→ **Problem tanımı 1**
Sayfa alıntısına göre olasılık teorisini kim ortaya atmıştır?
→ **Problem tanımı 2**
Sayfa alıntısında "Belirsizlik ilkesine göre" sözleriyle başlayan paragrafı, ana bilgilerini koruyarak daha kısa biçimde yeniden yazın.

→ **Sayfa alıntısı**
────────────────────

Olasılık teorisinde bir fenomen aynı zamanda hem var, hem de yok olamaz. Aksine olasılık teorisi bunun tam tersini iddia eder. Blaise Pascal tarafından ortaya atılmış olup, felsefi alanda da etkinliği olan bir teoridir. Buna göre bir fenomenin gerçekleşme olasılığı %0 veya %100 olmak zorundadır. Bir madeni parayı havaya attığımızda tura gelme ihtimali deneysel olarak %50 olsa da, pratikte bizim incelememize imkanımız olmayan çok küçük ölçekte fiziksel değişkenler bu fenomenin olma veya olmama olasılığını kesinleştirir. Parayı havaya attığımızda ele almamız gereken yüzlerce değişken vardır. Hava akımı, madeni paranın yoğunluğu, madeni paranın dengesi, havanın yoğunluğu, belki odadaki lambanın yaydığı fotonların itme gücü bile sonucu değiştirebilir. Kısaca bunu ölçmemiz imkansızdır. Bu teoriden yola çıkarak kaos kuramı ve Heisenberg'in ortaya attığı belirsizlik ilkesi hayat bulmuştur.
Belirsizlik ilkesine göre atom altı küçük bir partikülün anlık yerini belirlemeye çalıştığımızda(bu partiküller çok hareketlidir) en az bir kuantum dalga boyunda bir foton göndermemiz gerekir. Çünkü daha büyük dalga boyları partikülü az etkilemesine rağmen büyüklüklerinden dolayı tam olarak konum bildiremez. Bu sokaktaki bir kediyi şehir haritasında aramaya benzer. Kedinin o şehirde olduğunu bilirsiniz ama tam yerini bilemezsiniz. Bir kuantum boyundaki fotonların taşıdığı enerji ise görece daha fazladır ve bu enerji partikülün yerini ön görülemez bir şekilde değiştirir. Erwin Schrödinger'in popüler kültürde oldukça yer edinmiş kedisi de bu prensibi taban alır.

────────────────────

→ **Verilen bilgiler**
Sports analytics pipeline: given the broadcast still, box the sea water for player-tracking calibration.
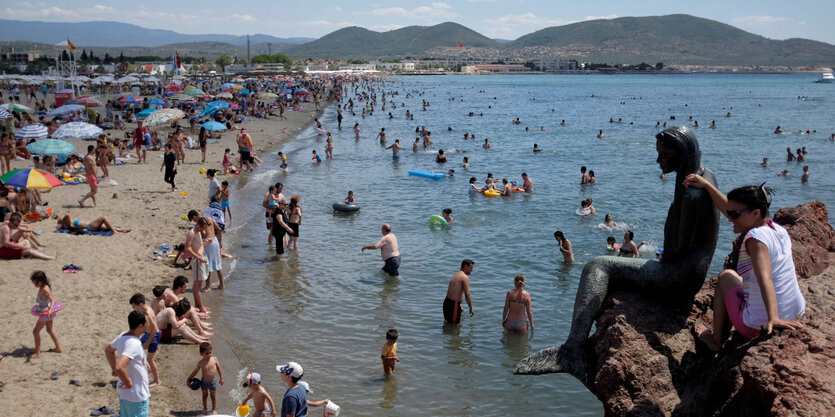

────────────────────

→ **Doğru cevap 1**
Blaise Pascal.

→ **Doğru cevap 2**
Belirsizlik ilkesine göre, çok hareketli olan atom altı bir partikülün anlık yerini belirlemek için en az bir kuantum dalga boyunda foton göndermek gerekir. Daha büyük dalga boyları partikülü az etkiler ama tam konum bildiremez. Bu durum, sokaktaki bir kediyi şehir haritasında aramaya benzer. Bir kuantum boyundaki fotonlar ise daha fazla enerji taşır ve partikülün yerini öngörülemez biçimde değiştirir. Erwin Schrödinger'in kedisi de bu prensibe dayanır.